== INFORMATION PROVIDED ==

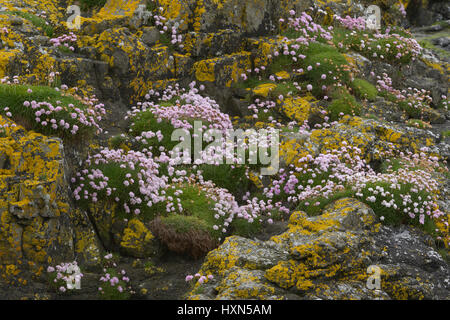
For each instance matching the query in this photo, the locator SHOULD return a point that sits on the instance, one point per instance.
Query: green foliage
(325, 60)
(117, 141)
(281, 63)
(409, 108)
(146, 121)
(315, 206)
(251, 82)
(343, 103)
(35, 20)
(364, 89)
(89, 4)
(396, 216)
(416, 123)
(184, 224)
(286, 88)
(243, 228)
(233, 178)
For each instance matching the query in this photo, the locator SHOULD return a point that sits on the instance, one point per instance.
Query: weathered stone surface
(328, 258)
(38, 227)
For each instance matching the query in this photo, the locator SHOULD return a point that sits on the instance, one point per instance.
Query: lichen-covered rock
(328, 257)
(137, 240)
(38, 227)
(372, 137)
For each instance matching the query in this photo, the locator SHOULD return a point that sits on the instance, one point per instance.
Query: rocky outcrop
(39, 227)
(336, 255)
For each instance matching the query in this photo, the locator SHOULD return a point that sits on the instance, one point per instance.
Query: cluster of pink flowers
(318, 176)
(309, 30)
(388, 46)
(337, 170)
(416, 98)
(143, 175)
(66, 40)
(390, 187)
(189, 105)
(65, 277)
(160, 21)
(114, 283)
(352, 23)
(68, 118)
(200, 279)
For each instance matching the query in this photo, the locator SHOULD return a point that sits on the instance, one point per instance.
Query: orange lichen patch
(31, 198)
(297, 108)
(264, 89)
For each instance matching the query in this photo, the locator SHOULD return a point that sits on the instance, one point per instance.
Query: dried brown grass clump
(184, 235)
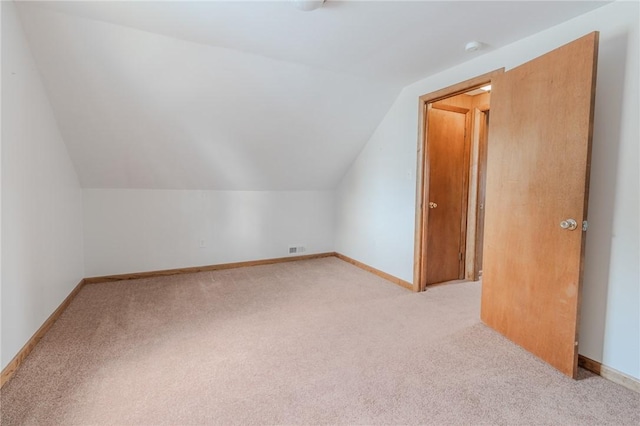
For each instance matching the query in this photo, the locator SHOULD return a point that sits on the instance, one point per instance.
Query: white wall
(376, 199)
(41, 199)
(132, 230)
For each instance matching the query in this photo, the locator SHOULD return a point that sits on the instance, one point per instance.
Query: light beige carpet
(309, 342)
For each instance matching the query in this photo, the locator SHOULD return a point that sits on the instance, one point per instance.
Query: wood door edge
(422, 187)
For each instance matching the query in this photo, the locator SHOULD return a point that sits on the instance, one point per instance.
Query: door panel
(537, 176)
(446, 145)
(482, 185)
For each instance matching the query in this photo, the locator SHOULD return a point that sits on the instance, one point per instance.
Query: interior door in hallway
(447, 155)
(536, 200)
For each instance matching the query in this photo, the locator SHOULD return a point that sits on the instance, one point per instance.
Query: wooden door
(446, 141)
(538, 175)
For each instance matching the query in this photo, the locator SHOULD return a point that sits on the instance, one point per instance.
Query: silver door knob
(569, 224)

===
== INFORMATION PROVIDED ==

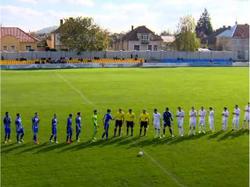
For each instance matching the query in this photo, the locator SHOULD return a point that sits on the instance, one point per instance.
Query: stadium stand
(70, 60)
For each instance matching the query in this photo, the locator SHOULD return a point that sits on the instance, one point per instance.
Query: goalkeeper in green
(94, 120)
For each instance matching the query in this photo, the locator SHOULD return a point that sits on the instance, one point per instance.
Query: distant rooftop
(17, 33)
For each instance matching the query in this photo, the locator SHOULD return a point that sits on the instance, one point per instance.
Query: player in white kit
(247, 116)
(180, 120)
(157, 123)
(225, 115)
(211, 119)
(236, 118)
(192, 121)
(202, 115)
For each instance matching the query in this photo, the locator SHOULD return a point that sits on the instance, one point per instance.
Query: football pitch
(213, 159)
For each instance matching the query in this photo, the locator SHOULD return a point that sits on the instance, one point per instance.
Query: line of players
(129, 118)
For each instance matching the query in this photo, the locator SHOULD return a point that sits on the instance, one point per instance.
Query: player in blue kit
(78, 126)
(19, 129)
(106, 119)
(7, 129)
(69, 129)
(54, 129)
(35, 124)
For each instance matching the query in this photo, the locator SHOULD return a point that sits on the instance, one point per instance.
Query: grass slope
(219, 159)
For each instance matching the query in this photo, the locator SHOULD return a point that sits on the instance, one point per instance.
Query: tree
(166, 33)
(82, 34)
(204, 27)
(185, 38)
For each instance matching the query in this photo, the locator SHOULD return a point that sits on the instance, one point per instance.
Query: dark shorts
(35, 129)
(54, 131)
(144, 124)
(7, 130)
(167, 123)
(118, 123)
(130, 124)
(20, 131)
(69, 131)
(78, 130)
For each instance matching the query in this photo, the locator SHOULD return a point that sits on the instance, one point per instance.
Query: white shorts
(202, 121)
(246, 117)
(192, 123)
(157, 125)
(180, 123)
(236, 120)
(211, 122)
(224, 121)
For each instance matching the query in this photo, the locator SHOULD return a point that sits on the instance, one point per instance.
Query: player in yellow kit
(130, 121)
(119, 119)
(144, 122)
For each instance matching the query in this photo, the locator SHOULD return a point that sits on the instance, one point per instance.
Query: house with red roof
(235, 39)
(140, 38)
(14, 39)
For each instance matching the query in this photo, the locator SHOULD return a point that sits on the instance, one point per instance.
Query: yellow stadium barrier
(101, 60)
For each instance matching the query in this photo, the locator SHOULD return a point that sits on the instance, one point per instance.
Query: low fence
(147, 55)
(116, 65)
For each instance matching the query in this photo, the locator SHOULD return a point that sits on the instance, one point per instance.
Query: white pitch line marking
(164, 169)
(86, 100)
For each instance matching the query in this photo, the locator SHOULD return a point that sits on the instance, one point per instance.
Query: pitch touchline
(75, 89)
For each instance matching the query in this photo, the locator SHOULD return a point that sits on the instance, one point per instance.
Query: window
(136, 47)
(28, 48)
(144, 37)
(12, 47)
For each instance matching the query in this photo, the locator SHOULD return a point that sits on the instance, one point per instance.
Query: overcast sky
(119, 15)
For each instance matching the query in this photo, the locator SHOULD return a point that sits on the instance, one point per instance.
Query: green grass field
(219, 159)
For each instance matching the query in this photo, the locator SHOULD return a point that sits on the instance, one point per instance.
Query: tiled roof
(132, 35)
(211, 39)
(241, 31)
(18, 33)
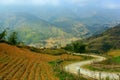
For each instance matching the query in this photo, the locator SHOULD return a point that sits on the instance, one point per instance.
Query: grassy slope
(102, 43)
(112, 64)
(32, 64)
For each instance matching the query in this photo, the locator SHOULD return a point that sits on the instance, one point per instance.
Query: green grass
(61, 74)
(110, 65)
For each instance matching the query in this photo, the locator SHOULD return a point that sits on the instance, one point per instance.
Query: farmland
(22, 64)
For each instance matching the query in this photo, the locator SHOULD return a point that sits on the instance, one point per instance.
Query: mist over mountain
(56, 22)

===
== INFORMATION PROVIDED ==

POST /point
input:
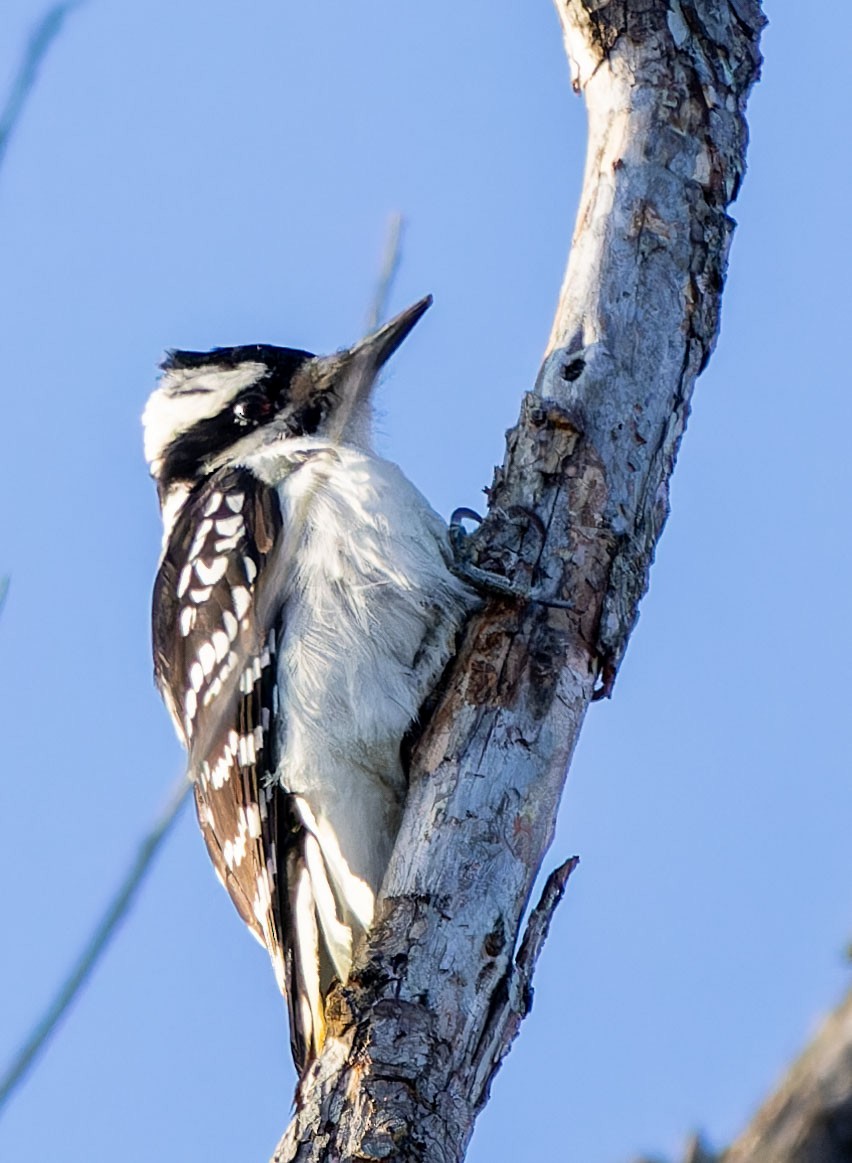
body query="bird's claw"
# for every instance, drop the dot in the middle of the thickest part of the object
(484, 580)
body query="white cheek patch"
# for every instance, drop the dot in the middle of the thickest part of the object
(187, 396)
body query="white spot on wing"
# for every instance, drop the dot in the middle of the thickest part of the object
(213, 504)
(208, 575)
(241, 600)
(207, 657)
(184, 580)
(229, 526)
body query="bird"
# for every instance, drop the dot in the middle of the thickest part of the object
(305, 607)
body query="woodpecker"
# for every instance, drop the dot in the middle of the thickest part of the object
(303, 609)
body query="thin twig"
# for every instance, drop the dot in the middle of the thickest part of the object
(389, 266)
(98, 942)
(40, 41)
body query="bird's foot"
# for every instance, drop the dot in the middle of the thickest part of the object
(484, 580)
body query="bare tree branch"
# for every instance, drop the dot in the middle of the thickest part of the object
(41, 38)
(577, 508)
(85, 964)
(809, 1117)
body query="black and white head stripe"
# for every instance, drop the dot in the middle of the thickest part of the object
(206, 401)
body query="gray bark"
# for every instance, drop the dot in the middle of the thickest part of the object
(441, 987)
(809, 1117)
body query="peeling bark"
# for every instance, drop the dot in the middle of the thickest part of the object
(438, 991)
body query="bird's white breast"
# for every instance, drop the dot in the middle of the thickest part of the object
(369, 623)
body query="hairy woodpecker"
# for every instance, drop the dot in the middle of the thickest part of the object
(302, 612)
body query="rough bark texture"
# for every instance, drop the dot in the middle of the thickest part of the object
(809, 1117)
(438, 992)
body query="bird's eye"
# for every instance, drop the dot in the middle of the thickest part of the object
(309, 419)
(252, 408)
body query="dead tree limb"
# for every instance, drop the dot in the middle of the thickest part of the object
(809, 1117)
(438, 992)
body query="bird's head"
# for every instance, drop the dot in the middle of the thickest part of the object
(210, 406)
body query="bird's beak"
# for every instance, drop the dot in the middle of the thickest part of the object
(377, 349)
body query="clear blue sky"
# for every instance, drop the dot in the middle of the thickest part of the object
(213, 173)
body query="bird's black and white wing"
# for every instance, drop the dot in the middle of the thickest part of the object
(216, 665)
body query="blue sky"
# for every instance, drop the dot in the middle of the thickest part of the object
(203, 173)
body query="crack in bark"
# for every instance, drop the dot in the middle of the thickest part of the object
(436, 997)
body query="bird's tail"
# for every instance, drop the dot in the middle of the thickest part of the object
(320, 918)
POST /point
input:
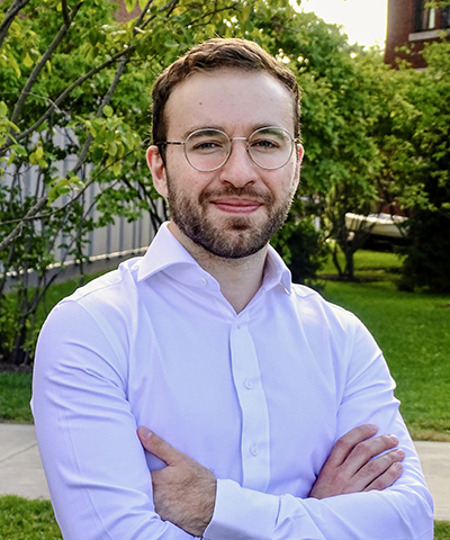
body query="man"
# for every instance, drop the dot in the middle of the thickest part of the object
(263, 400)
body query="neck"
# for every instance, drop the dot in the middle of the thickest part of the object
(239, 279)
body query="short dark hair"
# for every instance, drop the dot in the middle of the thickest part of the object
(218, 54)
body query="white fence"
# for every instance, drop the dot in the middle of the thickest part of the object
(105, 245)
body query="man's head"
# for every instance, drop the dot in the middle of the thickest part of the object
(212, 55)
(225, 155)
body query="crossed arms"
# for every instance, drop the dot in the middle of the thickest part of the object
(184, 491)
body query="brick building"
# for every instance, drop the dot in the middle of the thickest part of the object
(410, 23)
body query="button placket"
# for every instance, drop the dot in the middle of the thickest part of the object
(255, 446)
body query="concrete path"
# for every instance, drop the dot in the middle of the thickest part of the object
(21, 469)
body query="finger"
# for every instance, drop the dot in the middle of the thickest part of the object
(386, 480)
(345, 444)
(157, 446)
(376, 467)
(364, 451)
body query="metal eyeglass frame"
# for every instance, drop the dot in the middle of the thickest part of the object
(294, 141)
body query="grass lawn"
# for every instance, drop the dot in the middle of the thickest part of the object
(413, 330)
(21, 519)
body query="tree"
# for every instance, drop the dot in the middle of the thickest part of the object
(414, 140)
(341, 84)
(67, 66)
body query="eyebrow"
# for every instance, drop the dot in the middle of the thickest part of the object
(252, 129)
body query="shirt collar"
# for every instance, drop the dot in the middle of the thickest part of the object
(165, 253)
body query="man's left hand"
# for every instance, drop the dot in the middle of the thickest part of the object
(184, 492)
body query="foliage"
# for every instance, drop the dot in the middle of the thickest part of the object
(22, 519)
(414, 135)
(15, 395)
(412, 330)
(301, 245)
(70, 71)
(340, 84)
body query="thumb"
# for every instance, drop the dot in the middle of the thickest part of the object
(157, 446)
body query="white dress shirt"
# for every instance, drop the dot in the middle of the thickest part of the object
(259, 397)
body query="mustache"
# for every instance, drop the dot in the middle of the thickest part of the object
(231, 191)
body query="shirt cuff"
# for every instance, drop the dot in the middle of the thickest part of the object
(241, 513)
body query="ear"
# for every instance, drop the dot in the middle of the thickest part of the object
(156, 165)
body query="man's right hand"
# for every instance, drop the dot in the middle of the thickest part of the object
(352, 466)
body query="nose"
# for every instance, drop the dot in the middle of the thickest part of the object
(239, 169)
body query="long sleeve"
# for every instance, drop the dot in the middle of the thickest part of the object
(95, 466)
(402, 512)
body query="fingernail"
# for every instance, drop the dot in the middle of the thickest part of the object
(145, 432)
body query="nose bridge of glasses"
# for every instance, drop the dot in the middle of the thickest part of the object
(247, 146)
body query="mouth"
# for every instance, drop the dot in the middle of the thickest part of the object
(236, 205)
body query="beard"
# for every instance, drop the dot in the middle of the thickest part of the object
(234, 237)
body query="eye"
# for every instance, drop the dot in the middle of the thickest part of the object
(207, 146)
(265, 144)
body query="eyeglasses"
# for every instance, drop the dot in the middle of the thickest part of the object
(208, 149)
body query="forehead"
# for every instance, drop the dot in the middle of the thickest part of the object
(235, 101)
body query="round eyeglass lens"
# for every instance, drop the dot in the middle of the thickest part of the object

===

### WORK INSTRUCTION
Answer with a number alone. It should equal the count of lines in the entries that hold "bird".

### FINISHED TASK
9